Andrew Baines, 46, father of two and medical cannabis patient in the U.K., faced a terrible fate for also being a cannabis caregiver. Namely 15 years in prison.
Baines was arrested in April 2020 after police in Lincoln in the east Midlands, found a kilogram of cannabis (worth about $12,000) and thirty plants in his home. The police visited his house after postal workers became suspicious of one of his deliveries to a patient.
His network was vast. Baines personally supplied hundreds of patients with medical cannabis oil as part of an underground network—similar to ones everywhere in the world at the moment where cannabis remains out of reach for those who need it most.
That said, after his arrest, Baines commented that the police tried to avoid seeking a heavy prosecution against him. Hundreds of testimonials were written on his behalf by his grateful patients.
The Crown Prosecution Service (CPS) has now decided not to pursue charges as a result—instead, giving Baines a six-month community order—the lowest punishment.
During her ruling at Grimsby Magistrates Court, Geraldine Kelly, the deputy district judge commented that “If the law was different, Mr. Baines would have been applauded, not punished.”
Baines’s solicitor, Hannah Sampson, a part of the criminal defense team at Mackrell Solicitors, a prominent British law firm with a strong cannabis practice, was shocked.
“I have never seen a six-month community order imposed. If you steal a sandwich from Tesco, you get 12 months,” she said. Sampson also added that “Cases like this are fundamental in taking this back down to grassroots so the police and the prosecution are making the right decisions. This case, perhaps, earmarks a wind of change. This case, perhaps, means that finally, the law will catch up with the enormity of what cannabis can do to save lives.”

**What the task asks**
How does the article on Andrew Baines's cannabis case go on after its last paragraph? Write the continuation. The records below this point were taken from a separate source.

**Excerpted data**
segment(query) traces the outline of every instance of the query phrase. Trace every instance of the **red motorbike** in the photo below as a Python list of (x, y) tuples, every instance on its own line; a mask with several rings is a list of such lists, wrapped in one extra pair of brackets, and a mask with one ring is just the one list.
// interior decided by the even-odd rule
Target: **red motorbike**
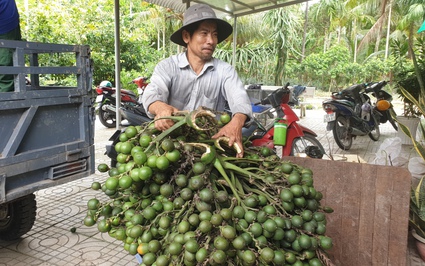
[[(120, 109), (126, 110), (141, 105), (141, 92), (148, 84), (146, 81), (147, 78), (145, 77), (139, 77), (132, 81), (132, 83), (137, 85), (140, 96), (131, 90), (121, 89)], [(116, 89), (112, 87), (111, 82), (105, 80), (96, 87), (96, 93), (98, 94), (96, 97), (96, 111), (99, 121), (105, 127), (116, 127)]]
[[(289, 83), (259, 102), (253, 103), (253, 107), (258, 106), (264, 109), (261, 114), (269, 115), (274, 119), (270, 119), (267, 125), (263, 125), (254, 118), (251, 126), (243, 131), (243, 135), (249, 136), (254, 146), (276, 149), (279, 156), (306, 154), (312, 158), (322, 158), (325, 150), (316, 139), (317, 134), (297, 123), (299, 118), (289, 106), (291, 91), (288, 86)], [(253, 108), (254, 112), (255, 110), (256, 108)]]

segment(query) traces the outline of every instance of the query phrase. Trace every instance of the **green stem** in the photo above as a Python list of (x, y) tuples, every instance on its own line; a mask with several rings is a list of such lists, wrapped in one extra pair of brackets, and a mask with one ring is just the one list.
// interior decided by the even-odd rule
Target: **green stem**
[[(164, 117), (165, 118), (165, 117)], [(149, 146), (146, 148), (145, 152), (152, 150), (152, 148), (154, 147), (155, 143), (159, 143), (161, 140), (163, 140), (165, 137), (167, 137), (168, 135), (170, 135), (174, 130), (176, 130), (177, 128), (183, 126), (186, 124), (186, 120), (184, 119), (184, 117), (174, 117), (174, 116), (170, 116), (168, 117), (168, 119), (173, 119), (178, 121), (177, 123), (175, 123), (172, 127), (170, 127), (169, 129), (163, 131), (161, 134), (159, 134), (156, 138), (155, 141), (152, 141), (151, 144), (149, 144)], [(162, 118), (161, 118), (162, 119)]]
[[(247, 171), (243, 168), (240, 168), (240, 167), (238, 167), (238, 166), (236, 166), (232, 163), (228, 163), (228, 162), (223, 161), (221, 164), (222, 164), (224, 169), (236, 171), (239, 174), (242, 174), (242, 175), (245, 175), (245, 176), (248, 176), (248, 177), (255, 177), (255, 178), (261, 179), (261, 177), (259, 175), (251, 173), (250, 171)], [(257, 169), (257, 168), (255, 168), (255, 169)]]
[(214, 160), (214, 167), (220, 172), (220, 174), (223, 176), (224, 180), (226, 180), (226, 182), (229, 184), (230, 189), (232, 190), (234, 196), (236, 197), (236, 199), (238, 200), (238, 203), (241, 203), (242, 200), (238, 195), (237, 190), (235, 189), (235, 187), (232, 185), (229, 176), (227, 175), (226, 171), (224, 170), (219, 158), (216, 158)]

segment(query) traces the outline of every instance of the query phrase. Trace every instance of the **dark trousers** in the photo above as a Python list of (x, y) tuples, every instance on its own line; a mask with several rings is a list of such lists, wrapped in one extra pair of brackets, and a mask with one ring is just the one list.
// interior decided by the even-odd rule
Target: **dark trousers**
[[(18, 26), (5, 34), (0, 34), (0, 39), (21, 40), (21, 29)], [(13, 66), (13, 50), (0, 48), (0, 66)], [(14, 76), (0, 73), (0, 92), (14, 91)]]

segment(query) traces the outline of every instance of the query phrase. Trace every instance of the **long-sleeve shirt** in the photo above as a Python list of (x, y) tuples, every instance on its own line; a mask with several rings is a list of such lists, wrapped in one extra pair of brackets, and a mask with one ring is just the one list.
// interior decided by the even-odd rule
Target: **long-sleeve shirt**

**Answer**
The court ruling comes one day after the British National Drugs Summit, which this year saw the government vow to crack down on “middle class drug use,” and policing and crime minister Kit Malthouse again vocally opposing mayor of London Sadiq Khan’s plan to loosen laws around cannabis consumption and possession.
Cannabis Reform in the U.K.
The U.K. is now in the uncomfortable, slippery slope that has faced every other legalizing country. Namely, where does one draw a line on criminal behavior since some reform has already taken place—but not enough to help the vast majority of potential patients.
After all, medical cannabis use, even of the high THC kind, is legal in the U.K. There are several trials underway where patients can obtain the drug legally and for a discount.
Beyond this, CBD is now a regulated industry.
The problem, as it is almost everywhere else, is that most doctors remain leery of prescribing the drug and the National Health Service, or NHS, is not reimbursing patients—including for use with chronic pain—the most widely cited reason for cannabis use.
There are burgeoning projects all around the U.K., some on the mainland and some just off the coast—notably the Channel Islands and the Isle of Man, where medical cannabis cultivation and extraction is fully underway. In fact, on Guernsey, officials are even considering recreational use.
And of course, there are repeated calls, including from the mayor of London to at least decriminalize personal possession and use.
Patient Advocacy and Reform
In the U.K. it is very clear that patients have been the ones to move the needle of progress. At first it was the prospect of children with epilepsy dying and their parents going to jail for importing CBD oil from Canada and the E.U. that began to convince politicians that a change was needed.
It has just gone beyond that now. This latest case, which clearly involves both THC and adult users, may indeed prove to be an important bellwether case that changes the political debate.
From the perspective of the CPS at least, it may well be that this sea change is actually well underway.